_What you have to do_
Retyping the records exactly is the whole task.

┄┄┄┄┄┄

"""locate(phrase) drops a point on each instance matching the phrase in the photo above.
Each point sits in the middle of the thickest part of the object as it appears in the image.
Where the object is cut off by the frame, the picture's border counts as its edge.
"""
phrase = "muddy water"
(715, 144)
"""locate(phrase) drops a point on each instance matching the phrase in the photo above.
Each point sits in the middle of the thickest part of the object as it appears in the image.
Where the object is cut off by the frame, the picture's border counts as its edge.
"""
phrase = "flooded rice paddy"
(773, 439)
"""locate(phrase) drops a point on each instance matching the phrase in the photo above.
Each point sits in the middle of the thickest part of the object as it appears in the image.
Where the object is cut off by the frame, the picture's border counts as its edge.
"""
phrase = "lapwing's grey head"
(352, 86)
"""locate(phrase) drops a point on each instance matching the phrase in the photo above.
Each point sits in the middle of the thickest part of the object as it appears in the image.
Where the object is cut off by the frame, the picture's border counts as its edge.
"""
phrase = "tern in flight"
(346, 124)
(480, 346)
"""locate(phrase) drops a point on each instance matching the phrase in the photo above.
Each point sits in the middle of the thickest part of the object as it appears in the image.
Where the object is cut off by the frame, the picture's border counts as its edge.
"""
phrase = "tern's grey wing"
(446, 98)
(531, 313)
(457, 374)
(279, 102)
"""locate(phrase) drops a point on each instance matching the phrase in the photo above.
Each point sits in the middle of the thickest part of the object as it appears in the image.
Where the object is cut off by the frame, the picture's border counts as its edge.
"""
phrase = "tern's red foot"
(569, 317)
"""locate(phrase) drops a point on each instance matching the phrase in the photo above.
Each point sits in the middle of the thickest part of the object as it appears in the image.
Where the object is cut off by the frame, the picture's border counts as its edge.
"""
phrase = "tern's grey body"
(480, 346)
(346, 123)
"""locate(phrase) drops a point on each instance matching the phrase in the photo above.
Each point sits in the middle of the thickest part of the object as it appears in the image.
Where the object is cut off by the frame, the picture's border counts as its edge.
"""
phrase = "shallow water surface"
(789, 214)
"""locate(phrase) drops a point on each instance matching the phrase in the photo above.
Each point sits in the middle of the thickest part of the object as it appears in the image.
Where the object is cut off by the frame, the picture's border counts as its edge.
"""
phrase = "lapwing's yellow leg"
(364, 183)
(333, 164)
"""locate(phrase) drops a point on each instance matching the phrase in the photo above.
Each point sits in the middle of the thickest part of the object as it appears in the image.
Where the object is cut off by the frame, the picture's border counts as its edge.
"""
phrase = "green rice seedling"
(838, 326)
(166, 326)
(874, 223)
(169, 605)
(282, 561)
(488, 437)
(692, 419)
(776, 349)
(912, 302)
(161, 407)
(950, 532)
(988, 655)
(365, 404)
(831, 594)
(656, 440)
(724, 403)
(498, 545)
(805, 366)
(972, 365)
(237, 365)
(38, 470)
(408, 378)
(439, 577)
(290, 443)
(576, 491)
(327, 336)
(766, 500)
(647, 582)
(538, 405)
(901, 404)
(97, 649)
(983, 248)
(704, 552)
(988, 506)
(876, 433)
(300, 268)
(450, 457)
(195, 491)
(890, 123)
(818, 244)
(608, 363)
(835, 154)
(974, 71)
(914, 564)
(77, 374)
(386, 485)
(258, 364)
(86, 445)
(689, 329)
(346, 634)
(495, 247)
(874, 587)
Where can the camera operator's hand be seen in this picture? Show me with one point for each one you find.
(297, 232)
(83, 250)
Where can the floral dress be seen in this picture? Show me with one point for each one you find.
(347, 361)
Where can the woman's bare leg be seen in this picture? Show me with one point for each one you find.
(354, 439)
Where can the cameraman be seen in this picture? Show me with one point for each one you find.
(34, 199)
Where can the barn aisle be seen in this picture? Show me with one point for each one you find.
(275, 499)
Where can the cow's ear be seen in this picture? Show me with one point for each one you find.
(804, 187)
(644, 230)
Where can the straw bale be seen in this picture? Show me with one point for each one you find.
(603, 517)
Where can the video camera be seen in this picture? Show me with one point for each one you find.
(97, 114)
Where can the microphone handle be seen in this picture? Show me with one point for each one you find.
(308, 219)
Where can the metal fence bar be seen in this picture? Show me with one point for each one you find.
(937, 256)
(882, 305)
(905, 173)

┄┄┄┄┄┄

_Written response_
"""locate(phrase) drops a point on each instance matching the phrase in the photo above.
Each point sits in the middle of the thickest part of the object as it appears in the image.
Where the object is cut off by the frame, the picture's border counts as its edge.
"""
phrase = "muddy water"
(715, 144)
"""locate(phrase) drops a point on each instance matching the phrase in the photo above.
Each point sits in the middle of the thickest part of the object as it appears in the image.
Where the object is cut off by the frame, the picture's border counts as its edge.
"""
phrase = "flooded rice paddy"
(773, 439)
"""locate(phrase) drops a point on each instance matching the phrase in the photo above.
Each point sits in the middle of the thickest part of the object as it appears in the image.
Where the object is cut off by the frame, the picture's border counts as its edge.
"""
phrase = "lapwing's grey head"
(352, 86)
"""locate(phrase) drops a point on each instance matching the phrase in the photo above.
Each point sits in the middle of the thickest part of the object as it appears in the image.
Where the object is cut off by the frame, the picture's border counts as its edge.
"""
phrase = "tern in flight"
(346, 124)
(480, 346)
"""locate(phrase) drops a point on each instance matching the phrase in the photo above.
Each point sits in the middle of the thickest part of the object as it appears in the image.
Where the object is cut off by the frame, the picture's border counts as its edge.
"""
phrase = "tern's grey wing"
(446, 98)
(531, 313)
(457, 374)
(279, 102)
"""locate(phrase) drops a point on each instance matching the phrase in the photo above.
Each point sits in the middle of the thickest part of the object as it appears in the image.
Where the object is cut off by the frame, the picture's border counts as its edge.
"""
phrase = "tern's red foot"
(569, 317)
"""locate(phrase) drops a point on each instance matching the phrase in the photo above.
Each point sits in the middle of the thickest part of the object as it appears in the image.
Where the object is cut off by the frame, the picture's border counts as its edge.
"""
phrase = "tern's grey body"
(480, 346)
(346, 123)
"""locate(phrase) drops a point on each instance matching the phrase in the photo above.
Each point sits in the middle of the thickest part of the object as it appears in the image.
Where the object is cut off by the frame, the picture's border counts as its edge.
"""
phrase = "shallow water surface"
(789, 214)
"""locate(phrase) drops a point on each instance matching the phrase in the photo above.
Each point sits in the middle of the thickest part of the object as it appears in the image.
Where the object is cut off by the frame, the picture's border counts as its edge.
"""
phrase = "lapwing's yellow leg"
(364, 183)
(333, 164)
"""locate(phrase) drops a point on each instance matching the phrase in the photo above.
Each point sits in the middle of the thickest part of the object as it appears in the image.
Where the object is cut off by the frame, the picture's border counts as its edge.
"""
phrase = "green rice seedling"
(838, 326)
(166, 326)
(874, 223)
(169, 605)
(282, 561)
(488, 437)
(692, 419)
(776, 349)
(912, 302)
(161, 407)
(950, 532)
(988, 655)
(365, 404)
(831, 594)
(656, 440)
(724, 403)
(498, 545)
(805, 366)
(972, 365)
(237, 365)
(38, 470)
(408, 378)
(439, 577)
(290, 443)
(576, 491)
(327, 336)
(766, 500)
(647, 582)
(538, 405)
(901, 404)
(97, 649)
(983, 248)
(704, 552)
(988, 506)
(876, 433)
(300, 268)
(450, 457)
(195, 491)
(890, 123)
(818, 244)
(608, 363)
(835, 154)
(974, 71)
(914, 564)
(77, 374)
(386, 485)
(258, 364)
(86, 445)
(689, 329)
(346, 634)
(495, 247)
(874, 587)
Where can the camera operator's hand be seen in this picture? Show me with one point for each one you find.
(297, 232)
(83, 250)
Where can the floral dress be seen in this picture? Show me with one point for each one you find.
(347, 361)
Where can the woman's bare leg be seen in this picture? Show me with one point for each one you find.
(354, 439)
Where can the cameraman be seen in this picture? Show me with one point for each one you find.
(34, 199)
Where can the barn aisle be seen in this picture? Show me with one point for each one you find.
(275, 499)
Where can the cow's ear be seen in this picture? Show me with one point for each one you find.
(804, 187)
(644, 230)
Where can the straw bale be seen in this picture? Show me with one point for each one you find.
(603, 517)
Where can the video camera be seen in this picture? Show me with one point for each one you find.
(97, 114)
Where can the microphone handle be seen in this picture? Show me with one point for each one you find.
(308, 219)
Where can the metal fence bar be seen in this picture? Show me with one point for each one you find.
(937, 256)
(882, 305)
(905, 173)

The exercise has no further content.